Data provided:
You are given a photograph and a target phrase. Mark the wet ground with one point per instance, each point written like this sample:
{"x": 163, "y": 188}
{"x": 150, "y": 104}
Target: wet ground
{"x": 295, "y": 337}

Directions: Copy out the lines above word for word, with nothing changed or left out.

Answer:
You are given a photograph and a target phrase. Mark the wet ground with one point per instance, each point written like this sample:
{"x": 163, "y": 188}
{"x": 150, "y": 104}
Target: wet ground
{"x": 295, "y": 337}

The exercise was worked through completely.